§ **Records shown**:
******

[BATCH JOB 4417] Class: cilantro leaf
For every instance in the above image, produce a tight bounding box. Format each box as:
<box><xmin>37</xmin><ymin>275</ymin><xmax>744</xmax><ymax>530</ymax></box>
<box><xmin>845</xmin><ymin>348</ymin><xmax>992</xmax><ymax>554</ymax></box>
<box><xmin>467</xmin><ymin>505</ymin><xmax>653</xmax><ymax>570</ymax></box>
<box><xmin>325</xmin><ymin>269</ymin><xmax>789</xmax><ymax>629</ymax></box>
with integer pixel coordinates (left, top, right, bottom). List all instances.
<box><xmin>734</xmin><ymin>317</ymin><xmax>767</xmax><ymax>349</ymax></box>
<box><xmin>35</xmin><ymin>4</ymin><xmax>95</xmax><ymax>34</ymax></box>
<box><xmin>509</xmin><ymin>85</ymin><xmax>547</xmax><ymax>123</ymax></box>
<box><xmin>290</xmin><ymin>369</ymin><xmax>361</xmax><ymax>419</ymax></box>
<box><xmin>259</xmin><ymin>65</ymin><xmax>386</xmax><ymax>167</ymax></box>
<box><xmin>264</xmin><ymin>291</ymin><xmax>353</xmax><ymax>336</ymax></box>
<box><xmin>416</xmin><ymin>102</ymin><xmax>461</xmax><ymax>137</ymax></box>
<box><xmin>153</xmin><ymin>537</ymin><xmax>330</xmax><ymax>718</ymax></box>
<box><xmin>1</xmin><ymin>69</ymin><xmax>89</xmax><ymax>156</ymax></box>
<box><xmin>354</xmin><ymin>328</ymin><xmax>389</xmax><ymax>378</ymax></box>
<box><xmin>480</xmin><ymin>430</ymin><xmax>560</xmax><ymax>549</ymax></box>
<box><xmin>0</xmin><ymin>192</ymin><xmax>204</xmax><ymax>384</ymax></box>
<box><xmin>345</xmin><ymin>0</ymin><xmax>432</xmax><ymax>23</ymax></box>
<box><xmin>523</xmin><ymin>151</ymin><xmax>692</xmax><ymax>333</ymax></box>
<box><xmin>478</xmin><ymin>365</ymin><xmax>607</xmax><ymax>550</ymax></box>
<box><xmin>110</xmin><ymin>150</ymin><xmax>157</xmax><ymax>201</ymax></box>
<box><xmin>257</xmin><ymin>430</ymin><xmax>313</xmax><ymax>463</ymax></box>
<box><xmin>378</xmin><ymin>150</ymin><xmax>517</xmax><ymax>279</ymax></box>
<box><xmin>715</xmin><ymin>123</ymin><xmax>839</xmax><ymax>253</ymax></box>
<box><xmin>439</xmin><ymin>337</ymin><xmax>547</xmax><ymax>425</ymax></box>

******

§ **Problem details**: The entries above must be written out again exactly as they are.

§ **Your solution**:
[BATCH JOB 4417] Class: cilantro leaf
For every instance in the above image, produce a tight bounding box. Format each box as:
<box><xmin>37</xmin><ymin>275</ymin><xmax>744</xmax><ymax>530</ymax></box>
<box><xmin>845</xmin><ymin>348</ymin><xmax>992</xmax><ymax>554</ymax></box>
<box><xmin>467</xmin><ymin>505</ymin><xmax>653</xmax><ymax>570</ymax></box>
<box><xmin>325</xmin><ymin>269</ymin><xmax>789</xmax><ymax>629</ymax></box>
with integer pixel coordinates (left, top, right, bottom). List all instances.
<box><xmin>734</xmin><ymin>317</ymin><xmax>767</xmax><ymax>349</ymax></box>
<box><xmin>35</xmin><ymin>4</ymin><xmax>95</xmax><ymax>34</ymax></box>
<box><xmin>509</xmin><ymin>85</ymin><xmax>547</xmax><ymax>123</ymax></box>
<box><xmin>290</xmin><ymin>369</ymin><xmax>361</xmax><ymax>419</ymax></box>
<box><xmin>259</xmin><ymin>65</ymin><xmax>386</xmax><ymax>167</ymax></box>
<box><xmin>264</xmin><ymin>291</ymin><xmax>353</xmax><ymax>336</ymax></box>
<box><xmin>416</xmin><ymin>102</ymin><xmax>461</xmax><ymax>137</ymax></box>
<box><xmin>153</xmin><ymin>537</ymin><xmax>330</xmax><ymax>718</ymax></box>
<box><xmin>1</xmin><ymin>69</ymin><xmax>89</xmax><ymax>156</ymax></box>
<box><xmin>354</xmin><ymin>328</ymin><xmax>389</xmax><ymax>378</ymax></box>
<box><xmin>480</xmin><ymin>430</ymin><xmax>560</xmax><ymax>549</ymax></box>
<box><xmin>0</xmin><ymin>192</ymin><xmax>204</xmax><ymax>384</ymax></box>
<box><xmin>345</xmin><ymin>0</ymin><xmax>432</xmax><ymax>23</ymax></box>
<box><xmin>523</xmin><ymin>151</ymin><xmax>692</xmax><ymax>333</ymax></box>
<box><xmin>478</xmin><ymin>365</ymin><xmax>607</xmax><ymax>550</ymax></box>
<box><xmin>110</xmin><ymin>150</ymin><xmax>157</xmax><ymax>201</ymax></box>
<box><xmin>257</xmin><ymin>430</ymin><xmax>313</xmax><ymax>463</ymax></box>
<box><xmin>378</xmin><ymin>150</ymin><xmax>517</xmax><ymax>279</ymax></box>
<box><xmin>715</xmin><ymin>123</ymin><xmax>839</xmax><ymax>253</ymax></box>
<box><xmin>439</xmin><ymin>337</ymin><xmax>547</xmax><ymax>425</ymax></box>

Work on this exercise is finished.